## Work task
Please give again, word for word, the lines that lie between the start of the listing below and the line with "Target: construction crane", both included.

## Data section
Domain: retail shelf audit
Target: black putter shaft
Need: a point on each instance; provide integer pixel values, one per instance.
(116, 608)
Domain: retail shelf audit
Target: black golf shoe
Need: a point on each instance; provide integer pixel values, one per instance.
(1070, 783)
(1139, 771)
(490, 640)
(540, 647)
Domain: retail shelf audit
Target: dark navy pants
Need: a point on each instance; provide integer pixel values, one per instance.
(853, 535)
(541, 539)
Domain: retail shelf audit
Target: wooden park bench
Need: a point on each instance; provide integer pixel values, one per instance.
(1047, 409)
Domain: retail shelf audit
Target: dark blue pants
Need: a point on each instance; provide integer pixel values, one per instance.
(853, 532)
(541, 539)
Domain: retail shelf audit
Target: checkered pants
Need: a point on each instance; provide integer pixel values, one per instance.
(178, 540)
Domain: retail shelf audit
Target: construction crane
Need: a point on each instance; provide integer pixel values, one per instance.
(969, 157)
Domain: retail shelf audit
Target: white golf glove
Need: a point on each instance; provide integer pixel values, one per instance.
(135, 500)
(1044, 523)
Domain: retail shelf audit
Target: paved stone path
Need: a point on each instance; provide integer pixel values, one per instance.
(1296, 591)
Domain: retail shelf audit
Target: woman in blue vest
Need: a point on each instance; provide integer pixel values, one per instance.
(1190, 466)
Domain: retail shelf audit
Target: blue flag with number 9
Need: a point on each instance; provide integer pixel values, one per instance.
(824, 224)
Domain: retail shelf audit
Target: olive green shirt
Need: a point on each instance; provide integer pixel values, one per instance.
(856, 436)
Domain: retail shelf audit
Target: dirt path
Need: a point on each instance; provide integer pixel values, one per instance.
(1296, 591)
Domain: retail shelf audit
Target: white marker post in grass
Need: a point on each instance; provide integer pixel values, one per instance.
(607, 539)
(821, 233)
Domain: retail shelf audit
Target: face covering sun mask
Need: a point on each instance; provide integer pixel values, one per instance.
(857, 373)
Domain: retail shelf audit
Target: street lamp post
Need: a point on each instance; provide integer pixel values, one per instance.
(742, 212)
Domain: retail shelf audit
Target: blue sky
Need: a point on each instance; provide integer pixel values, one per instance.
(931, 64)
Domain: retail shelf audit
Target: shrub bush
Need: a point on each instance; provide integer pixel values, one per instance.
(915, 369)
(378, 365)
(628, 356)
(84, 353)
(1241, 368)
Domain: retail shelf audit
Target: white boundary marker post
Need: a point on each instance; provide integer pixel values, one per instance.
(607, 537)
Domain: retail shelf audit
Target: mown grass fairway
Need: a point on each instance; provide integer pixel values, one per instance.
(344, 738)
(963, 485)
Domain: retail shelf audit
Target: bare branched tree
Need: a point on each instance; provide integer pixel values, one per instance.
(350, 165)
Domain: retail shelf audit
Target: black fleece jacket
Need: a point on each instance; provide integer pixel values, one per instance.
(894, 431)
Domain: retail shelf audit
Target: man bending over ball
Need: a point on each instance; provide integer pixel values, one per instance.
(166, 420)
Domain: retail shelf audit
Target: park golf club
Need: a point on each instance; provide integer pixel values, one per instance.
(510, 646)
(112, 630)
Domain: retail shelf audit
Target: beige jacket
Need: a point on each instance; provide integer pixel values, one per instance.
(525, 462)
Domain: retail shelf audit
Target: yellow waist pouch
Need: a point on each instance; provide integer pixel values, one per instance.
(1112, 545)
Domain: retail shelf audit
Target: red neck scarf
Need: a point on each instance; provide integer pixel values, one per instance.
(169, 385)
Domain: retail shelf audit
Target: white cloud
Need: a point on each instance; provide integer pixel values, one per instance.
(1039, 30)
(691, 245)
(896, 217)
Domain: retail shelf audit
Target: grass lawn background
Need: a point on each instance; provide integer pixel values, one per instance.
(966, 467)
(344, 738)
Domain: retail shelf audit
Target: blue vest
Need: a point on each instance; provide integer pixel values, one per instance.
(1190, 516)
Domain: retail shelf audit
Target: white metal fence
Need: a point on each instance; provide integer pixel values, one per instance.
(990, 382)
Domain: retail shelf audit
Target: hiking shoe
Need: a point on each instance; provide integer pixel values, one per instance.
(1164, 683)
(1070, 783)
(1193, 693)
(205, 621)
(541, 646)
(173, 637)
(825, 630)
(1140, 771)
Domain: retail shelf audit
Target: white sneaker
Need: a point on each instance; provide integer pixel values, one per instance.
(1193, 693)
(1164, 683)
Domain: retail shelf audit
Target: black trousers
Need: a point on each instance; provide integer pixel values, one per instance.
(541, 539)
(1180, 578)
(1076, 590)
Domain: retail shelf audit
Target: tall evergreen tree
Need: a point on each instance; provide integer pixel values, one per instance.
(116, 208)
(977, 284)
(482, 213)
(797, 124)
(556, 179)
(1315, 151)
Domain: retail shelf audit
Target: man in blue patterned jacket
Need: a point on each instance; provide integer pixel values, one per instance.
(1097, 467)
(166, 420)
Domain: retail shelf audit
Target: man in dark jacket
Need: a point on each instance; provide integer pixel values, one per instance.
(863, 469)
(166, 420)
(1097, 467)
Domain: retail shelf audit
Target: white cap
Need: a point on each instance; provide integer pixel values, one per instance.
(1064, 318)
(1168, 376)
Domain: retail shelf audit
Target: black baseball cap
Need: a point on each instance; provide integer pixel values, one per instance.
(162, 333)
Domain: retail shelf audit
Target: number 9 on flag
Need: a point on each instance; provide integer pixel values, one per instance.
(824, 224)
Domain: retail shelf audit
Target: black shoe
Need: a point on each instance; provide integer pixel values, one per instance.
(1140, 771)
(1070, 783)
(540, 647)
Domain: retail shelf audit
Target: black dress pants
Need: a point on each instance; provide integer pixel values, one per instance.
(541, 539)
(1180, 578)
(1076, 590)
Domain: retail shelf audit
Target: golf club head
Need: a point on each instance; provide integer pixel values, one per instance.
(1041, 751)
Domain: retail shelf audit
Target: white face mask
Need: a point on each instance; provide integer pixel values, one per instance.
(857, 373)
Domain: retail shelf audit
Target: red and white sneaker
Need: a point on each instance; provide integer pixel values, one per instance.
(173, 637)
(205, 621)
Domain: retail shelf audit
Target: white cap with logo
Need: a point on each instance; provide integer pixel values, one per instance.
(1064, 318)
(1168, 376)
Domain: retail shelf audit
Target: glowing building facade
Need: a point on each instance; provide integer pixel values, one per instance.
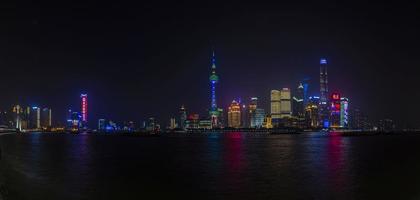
(182, 117)
(84, 111)
(234, 115)
(214, 79)
(335, 108)
(312, 112)
(298, 103)
(323, 107)
(46, 118)
(285, 103)
(344, 112)
(275, 107)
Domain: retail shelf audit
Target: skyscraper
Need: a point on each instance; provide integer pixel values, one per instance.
(335, 107)
(285, 103)
(256, 115)
(17, 117)
(251, 112)
(312, 112)
(84, 110)
(46, 118)
(214, 79)
(323, 80)
(234, 115)
(298, 102)
(101, 125)
(344, 113)
(35, 118)
(182, 117)
(275, 107)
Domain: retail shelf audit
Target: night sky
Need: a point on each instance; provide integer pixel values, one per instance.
(141, 60)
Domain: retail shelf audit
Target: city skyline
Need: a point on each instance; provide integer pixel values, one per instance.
(125, 67)
(284, 111)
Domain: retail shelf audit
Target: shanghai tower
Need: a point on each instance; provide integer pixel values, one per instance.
(323, 80)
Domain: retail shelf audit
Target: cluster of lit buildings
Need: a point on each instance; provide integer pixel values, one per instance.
(26, 118)
(289, 108)
(293, 108)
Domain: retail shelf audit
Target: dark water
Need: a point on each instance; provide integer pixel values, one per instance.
(228, 166)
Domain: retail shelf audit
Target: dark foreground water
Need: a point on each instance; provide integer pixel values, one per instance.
(228, 166)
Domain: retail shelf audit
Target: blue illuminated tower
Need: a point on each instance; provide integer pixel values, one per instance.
(214, 79)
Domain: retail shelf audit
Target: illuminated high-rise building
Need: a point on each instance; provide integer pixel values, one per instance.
(285, 103)
(267, 122)
(323, 80)
(214, 79)
(101, 125)
(234, 115)
(84, 111)
(245, 116)
(344, 112)
(256, 115)
(172, 123)
(182, 117)
(46, 118)
(312, 112)
(305, 85)
(35, 118)
(298, 102)
(253, 104)
(17, 117)
(335, 108)
(275, 107)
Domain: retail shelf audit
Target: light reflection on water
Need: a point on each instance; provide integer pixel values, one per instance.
(229, 165)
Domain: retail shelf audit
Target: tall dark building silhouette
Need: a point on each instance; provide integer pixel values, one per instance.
(323, 101)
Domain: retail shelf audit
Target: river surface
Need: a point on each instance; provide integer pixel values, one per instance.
(215, 166)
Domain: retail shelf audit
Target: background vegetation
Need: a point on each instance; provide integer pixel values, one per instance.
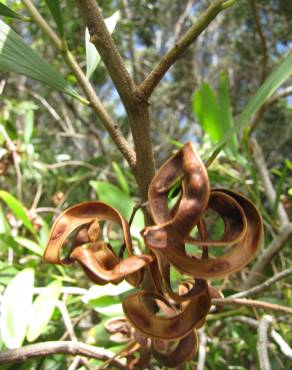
(55, 152)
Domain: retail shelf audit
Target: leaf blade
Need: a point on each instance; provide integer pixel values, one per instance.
(16, 305)
(17, 57)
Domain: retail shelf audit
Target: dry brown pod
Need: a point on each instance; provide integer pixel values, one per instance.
(96, 257)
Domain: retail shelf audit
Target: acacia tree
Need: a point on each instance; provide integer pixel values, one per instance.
(135, 98)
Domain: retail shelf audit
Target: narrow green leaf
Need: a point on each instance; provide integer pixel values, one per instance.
(92, 55)
(54, 6)
(29, 244)
(7, 12)
(280, 74)
(226, 120)
(121, 178)
(28, 125)
(4, 225)
(15, 308)
(42, 310)
(205, 108)
(17, 209)
(16, 56)
(112, 195)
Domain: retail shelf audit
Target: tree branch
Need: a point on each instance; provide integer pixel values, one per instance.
(251, 303)
(268, 253)
(61, 347)
(264, 286)
(263, 342)
(147, 87)
(267, 183)
(108, 123)
(108, 50)
(262, 39)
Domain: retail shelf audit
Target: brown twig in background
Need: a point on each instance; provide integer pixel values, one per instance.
(264, 286)
(268, 253)
(149, 84)
(267, 183)
(263, 43)
(252, 303)
(59, 347)
(263, 342)
(110, 126)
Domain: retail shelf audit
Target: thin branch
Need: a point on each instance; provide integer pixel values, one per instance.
(283, 345)
(262, 39)
(268, 253)
(252, 303)
(148, 85)
(257, 117)
(181, 20)
(263, 342)
(267, 183)
(108, 50)
(264, 286)
(202, 350)
(60, 347)
(108, 123)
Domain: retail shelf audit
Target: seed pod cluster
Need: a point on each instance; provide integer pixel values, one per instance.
(165, 320)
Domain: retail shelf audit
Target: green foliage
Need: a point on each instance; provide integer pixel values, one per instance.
(42, 310)
(16, 56)
(7, 12)
(15, 308)
(18, 209)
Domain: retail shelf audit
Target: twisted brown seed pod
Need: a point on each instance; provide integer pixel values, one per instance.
(97, 258)
(167, 328)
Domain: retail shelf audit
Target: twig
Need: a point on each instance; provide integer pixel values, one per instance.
(67, 321)
(136, 107)
(60, 347)
(108, 123)
(265, 285)
(148, 85)
(283, 345)
(267, 183)
(251, 303)
(262, 344)
(181, 19)
(268, 253)
(262, 39)
(16, 161)
(202, 350)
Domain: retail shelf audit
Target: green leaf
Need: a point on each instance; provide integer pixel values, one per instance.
(226, 120)
(42, 310)
(17, 209)
(280, 74)
(28, 125)
(54, 6)
(7, 12)
(16, 56)
(98, 291)
(206, 109)
(15, 308)
(92, 55)
(4, 225)
(112, 195)
(121, 178)
(115, 197)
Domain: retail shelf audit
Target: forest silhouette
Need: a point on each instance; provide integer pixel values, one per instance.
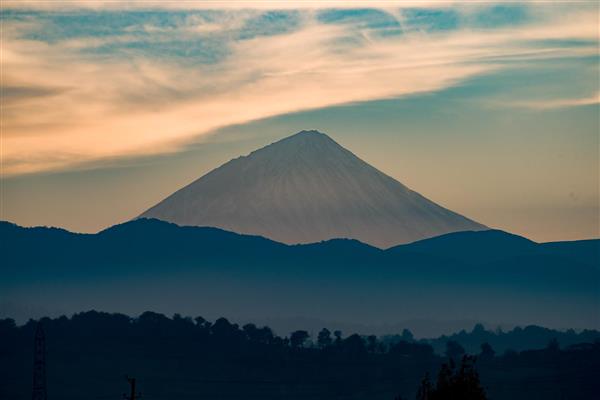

## Response to the exercise
Domain: retail shelf audit
Target: black putter shaft
Need: a point on each instance; provide integer pixel values, one per instance.
(116, 608)
Domain: retail shelf audit
Target: black golf shoe
Need: a point on each instance; provide integer pixel values, one per instance.
(1070, 783)
(1139, 771)
(490, 640)
(540, 647)
Domain: retail shelf audit
Target: dark navy pants
Need: a point on each instance; provide integer pixel values, one per instance.
(853, 535)
(541, 539)
Domain: retail shelf audit
Target: wooden park bench
Need: a point on each instance; provide integer pixel values, one per instance.
(1047, 409)
Domain: retail shelf audit
Target: dark blue pants
Need: a point on each instance; provide integer pixel values, one per instance.
(853, 532)
(541, 539)
Domain: retail shelf audit
Target: checkered pants
Need: a point on each instance; provide integer pixel values, one per instance.
(178, 540)
Domain: retail shelf audit
Target: construction crane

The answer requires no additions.